> [What is being asked]
Each line from the one containing "boxes needed: hand holding sign" to the end of the listing below should be output exactly; no other line is wanted.

> [Data under study]

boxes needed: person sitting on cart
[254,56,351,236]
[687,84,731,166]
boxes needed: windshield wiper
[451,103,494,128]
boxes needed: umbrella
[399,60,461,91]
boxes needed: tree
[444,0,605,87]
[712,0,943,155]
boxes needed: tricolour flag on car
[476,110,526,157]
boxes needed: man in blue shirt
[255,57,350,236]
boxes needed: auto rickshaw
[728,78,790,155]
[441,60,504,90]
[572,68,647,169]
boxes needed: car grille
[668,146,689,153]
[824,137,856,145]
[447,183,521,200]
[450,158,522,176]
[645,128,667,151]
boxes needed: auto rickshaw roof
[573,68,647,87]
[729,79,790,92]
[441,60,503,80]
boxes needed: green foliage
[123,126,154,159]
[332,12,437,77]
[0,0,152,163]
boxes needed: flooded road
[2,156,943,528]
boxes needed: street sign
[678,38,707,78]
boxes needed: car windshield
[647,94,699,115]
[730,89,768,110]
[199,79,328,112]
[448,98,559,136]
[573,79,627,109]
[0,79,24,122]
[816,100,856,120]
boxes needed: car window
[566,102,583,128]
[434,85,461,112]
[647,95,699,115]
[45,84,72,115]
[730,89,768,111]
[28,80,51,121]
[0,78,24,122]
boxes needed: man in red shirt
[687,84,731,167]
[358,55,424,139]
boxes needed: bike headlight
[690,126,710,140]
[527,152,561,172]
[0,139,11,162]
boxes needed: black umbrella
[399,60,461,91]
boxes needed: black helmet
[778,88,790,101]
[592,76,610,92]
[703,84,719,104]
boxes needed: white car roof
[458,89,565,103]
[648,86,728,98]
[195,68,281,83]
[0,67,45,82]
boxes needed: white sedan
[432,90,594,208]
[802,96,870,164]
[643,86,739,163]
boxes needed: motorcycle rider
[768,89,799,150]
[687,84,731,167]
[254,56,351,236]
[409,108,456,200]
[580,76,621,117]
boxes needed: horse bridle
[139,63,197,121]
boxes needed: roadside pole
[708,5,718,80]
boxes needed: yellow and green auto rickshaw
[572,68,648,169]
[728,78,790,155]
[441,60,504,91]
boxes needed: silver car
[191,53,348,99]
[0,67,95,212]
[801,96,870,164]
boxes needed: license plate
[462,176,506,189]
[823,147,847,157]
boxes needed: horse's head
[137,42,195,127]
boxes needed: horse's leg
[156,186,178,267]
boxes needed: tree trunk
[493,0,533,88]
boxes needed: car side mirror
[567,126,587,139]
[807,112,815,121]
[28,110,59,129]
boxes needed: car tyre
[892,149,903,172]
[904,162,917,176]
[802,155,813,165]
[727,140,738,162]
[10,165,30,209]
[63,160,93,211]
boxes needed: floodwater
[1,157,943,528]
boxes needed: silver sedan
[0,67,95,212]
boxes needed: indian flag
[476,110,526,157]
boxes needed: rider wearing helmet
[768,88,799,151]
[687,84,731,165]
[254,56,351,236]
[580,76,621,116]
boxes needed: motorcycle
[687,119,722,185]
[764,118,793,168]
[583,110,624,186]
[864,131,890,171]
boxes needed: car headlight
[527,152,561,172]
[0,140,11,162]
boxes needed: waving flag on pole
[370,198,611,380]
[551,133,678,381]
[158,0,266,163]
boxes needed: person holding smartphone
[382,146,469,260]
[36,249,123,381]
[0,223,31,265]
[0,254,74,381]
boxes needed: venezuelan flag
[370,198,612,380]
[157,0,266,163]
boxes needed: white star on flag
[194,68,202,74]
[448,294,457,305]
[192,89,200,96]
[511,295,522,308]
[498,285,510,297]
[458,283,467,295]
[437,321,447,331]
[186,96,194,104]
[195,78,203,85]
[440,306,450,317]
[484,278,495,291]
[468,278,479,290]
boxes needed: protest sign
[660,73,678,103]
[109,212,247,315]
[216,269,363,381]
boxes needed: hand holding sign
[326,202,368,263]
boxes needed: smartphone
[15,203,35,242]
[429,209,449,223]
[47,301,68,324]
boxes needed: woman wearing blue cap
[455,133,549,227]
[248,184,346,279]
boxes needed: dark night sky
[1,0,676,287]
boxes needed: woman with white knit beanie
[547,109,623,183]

> [Problem solution]
boxes needed: hand holding sign
[326,202,368,263]
boxes needed: smartphone
[15,203,35,242]
[429,209,449,223]
[47,301,68,324]
boxes needed: woman wearing blue cap
[455,133,549,227]
[248,184,346,279]
boxes needed: dark night sky
[1,0,676,287]
boxes needed: woman with white knit beanie
[547,109,623,183]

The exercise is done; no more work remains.